PÁGINA:
A Mina Santana é mais uma ferida aberta no povoado. O local foi abandonado pela Companhia Carbonífera Urussanga (CCU) alguns anos depois da explosão. Sem a adoção de técnicas para evitar a contaminação do local, as cavas subterrâneas se encheram de água e um pântano sulfuroso se criou diante da antiga boca da mina. Virou outro foco de drenagem ácida que corre para o rio Carvão.

Para ver a cena, entretanto, é preciso caminhar no meio do matagal alto e atravessar córregos sujos usando troncos improvisados como pontes. “A gente gostaria de levar umas flores para lembrar os nossos mortos, mas nem a isso tivemos direito, porque é impossível chegar lá”, lamenta Rita de Cássia Alves Zanelatto, que tinha 18 quando o irmão morreu na explosão e hoje, aos 56, tem o coração partido pelas memórias dolorosas.

No ano 2000, uma decisão judicial determinou que as mineradoras responsáveis pelos danos ambientais em Rio Carvão deveriam recuperar as áreas exploradas, despoluir os rios, fechar corretamente as bocas de mina abandonadas e restaurar a paisagem que ficou só na memória dos mais velhos. Mas àquela altura a maioria das empresas tinha falido e, por isso, a tarefa foi entregue ao governo federal, que a executa a um ritmo insatisfatório. “Esse passivo entrou na lista imensa de precatórios da União, está muito atrasado, o cronograma nunca se cumpre”, lamenta o procurador Viana Filho.

Enquanto isso, as famílias donas das minas de carvão abriram outras empresas que seguem explorando a atividade. “Os direitos minerários são todos muito antigos, vêm desde a década de 1930 nas mãos das mesmas famílias”, explica o representante do MPF.

A família Zanette, de Criciúma, por exemplo, era proprietária da CCU, cuja Mina Santana explodiu. Hoje, comanda a Rio Deserto, que protagonizou outro embate judicial com a comunidade no qual a vitória popular, obtida em 2016, ficou só no papel.

TRECHOS DOS REGISTROS:
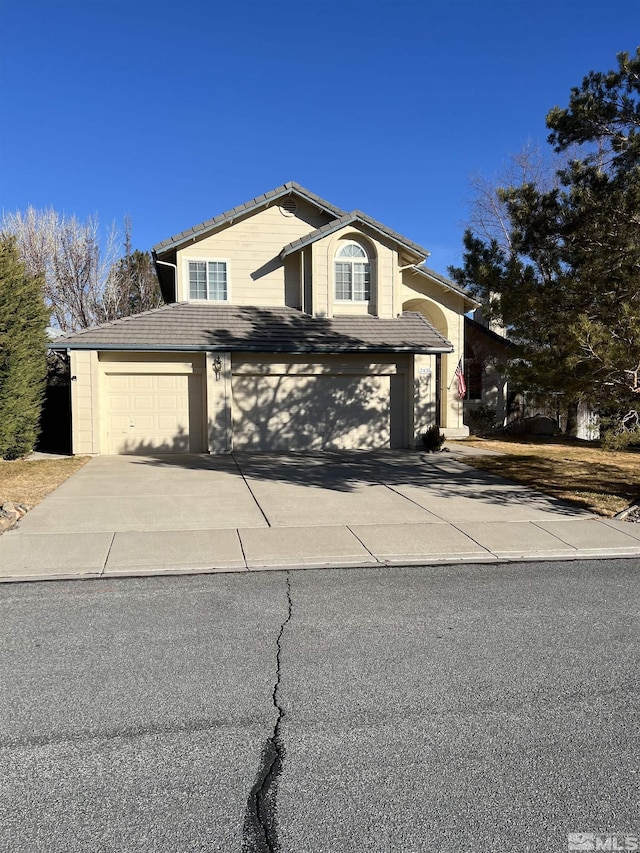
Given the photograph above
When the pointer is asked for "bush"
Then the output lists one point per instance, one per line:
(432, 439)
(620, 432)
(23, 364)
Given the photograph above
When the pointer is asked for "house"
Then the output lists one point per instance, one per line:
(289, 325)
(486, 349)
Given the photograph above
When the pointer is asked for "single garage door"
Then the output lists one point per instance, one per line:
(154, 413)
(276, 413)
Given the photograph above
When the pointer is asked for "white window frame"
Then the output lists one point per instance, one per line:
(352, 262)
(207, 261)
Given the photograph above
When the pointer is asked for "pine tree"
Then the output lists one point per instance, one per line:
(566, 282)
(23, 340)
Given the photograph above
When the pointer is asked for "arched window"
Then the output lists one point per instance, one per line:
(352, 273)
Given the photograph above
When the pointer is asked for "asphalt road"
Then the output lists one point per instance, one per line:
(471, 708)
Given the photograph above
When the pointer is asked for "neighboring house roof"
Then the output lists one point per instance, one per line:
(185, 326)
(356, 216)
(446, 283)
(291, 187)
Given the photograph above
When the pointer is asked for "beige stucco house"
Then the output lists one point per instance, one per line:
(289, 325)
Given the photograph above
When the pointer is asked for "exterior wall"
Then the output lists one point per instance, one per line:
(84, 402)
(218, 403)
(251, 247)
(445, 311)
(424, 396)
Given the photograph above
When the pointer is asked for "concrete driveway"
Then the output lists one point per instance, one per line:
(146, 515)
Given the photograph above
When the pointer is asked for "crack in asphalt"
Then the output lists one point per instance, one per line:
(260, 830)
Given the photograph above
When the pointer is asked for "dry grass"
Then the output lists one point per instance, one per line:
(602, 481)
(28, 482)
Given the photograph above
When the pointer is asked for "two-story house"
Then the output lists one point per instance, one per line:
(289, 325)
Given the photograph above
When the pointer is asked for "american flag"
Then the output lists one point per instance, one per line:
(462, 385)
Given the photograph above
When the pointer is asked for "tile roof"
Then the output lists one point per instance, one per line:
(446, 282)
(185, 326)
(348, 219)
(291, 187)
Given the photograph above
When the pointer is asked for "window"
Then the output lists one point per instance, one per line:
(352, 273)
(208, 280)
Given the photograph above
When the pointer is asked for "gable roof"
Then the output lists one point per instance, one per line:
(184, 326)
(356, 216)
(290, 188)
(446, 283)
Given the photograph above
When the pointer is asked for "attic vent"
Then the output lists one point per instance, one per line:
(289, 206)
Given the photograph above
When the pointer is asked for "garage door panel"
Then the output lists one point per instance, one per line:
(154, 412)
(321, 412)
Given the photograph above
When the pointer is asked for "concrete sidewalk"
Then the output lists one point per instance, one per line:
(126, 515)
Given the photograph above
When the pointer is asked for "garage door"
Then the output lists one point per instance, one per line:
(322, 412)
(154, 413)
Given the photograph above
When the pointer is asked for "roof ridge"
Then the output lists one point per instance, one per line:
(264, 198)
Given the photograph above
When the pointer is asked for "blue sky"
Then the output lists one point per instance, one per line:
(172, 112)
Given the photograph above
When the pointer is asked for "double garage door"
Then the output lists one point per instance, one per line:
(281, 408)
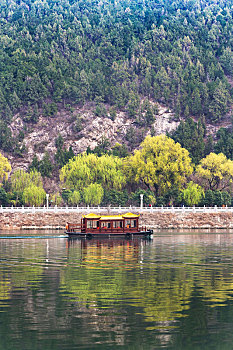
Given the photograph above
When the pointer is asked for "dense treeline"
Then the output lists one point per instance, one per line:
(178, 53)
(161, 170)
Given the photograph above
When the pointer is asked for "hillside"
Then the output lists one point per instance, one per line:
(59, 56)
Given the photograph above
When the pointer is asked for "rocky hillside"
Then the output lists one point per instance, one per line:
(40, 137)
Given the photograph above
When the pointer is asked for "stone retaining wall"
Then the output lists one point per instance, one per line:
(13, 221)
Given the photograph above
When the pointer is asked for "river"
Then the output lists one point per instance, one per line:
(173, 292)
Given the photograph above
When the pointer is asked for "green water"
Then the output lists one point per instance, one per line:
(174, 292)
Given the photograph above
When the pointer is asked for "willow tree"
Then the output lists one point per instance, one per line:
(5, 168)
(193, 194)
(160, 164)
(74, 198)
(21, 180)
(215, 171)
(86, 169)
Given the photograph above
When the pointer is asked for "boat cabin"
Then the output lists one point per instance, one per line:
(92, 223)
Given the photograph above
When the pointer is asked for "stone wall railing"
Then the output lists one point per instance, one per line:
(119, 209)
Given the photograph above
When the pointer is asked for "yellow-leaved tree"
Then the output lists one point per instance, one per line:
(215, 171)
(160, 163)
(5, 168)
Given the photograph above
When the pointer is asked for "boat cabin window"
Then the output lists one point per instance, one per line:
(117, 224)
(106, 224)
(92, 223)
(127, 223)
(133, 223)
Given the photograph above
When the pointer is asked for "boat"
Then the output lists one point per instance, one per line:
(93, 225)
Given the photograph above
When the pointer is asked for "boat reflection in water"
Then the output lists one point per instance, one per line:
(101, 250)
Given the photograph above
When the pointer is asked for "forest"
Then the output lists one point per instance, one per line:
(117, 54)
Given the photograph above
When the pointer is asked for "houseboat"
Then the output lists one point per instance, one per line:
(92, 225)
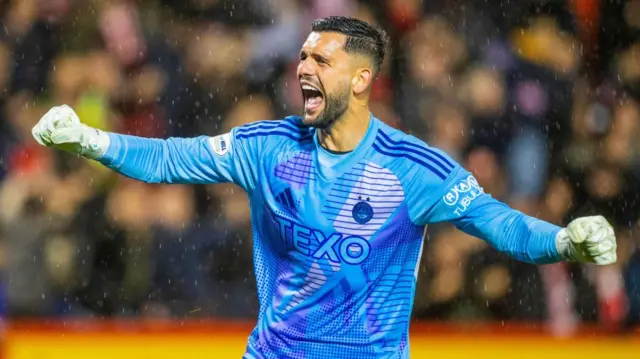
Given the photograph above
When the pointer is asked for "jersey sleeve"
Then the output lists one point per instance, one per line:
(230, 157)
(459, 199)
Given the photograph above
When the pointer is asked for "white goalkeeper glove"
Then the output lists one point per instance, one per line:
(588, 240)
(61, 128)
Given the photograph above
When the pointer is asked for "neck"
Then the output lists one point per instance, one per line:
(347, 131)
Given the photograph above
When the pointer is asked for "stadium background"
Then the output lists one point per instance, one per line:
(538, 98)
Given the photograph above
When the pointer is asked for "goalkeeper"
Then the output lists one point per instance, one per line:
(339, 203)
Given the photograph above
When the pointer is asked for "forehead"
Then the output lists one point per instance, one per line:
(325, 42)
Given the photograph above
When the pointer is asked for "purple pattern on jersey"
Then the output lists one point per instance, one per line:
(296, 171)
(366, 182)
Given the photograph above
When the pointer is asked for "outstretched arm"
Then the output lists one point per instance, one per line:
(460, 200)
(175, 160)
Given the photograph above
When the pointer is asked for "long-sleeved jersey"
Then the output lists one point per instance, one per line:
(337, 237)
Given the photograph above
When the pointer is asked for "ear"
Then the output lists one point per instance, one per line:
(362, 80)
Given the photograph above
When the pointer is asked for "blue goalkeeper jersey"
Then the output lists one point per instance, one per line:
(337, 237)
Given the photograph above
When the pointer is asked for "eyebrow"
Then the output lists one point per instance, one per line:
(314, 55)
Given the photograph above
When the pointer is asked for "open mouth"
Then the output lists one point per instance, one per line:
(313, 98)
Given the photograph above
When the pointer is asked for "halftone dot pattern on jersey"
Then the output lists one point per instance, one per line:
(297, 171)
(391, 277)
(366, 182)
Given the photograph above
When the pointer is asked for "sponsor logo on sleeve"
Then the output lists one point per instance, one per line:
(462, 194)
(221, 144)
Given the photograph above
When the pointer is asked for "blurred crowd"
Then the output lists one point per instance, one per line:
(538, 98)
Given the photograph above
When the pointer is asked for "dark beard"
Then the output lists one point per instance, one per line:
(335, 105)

O QUE FAZER:
Copie sem alterações o trecho do texto sobre a mineração de carvão que começa em “A família Zanette, de” e termina em “só no papel.”.

RESPOSTA À TAREFA:
A família Zanette, de Criciúma, por exemplo, era proprietária da CCU, cuja Mina Santana explodiu. Hoje, comanda a Rio Deserto, que protagonizou outro embate judicial com a comunidade no qual a vitória popular, obtida em 2016, ficou só no papel.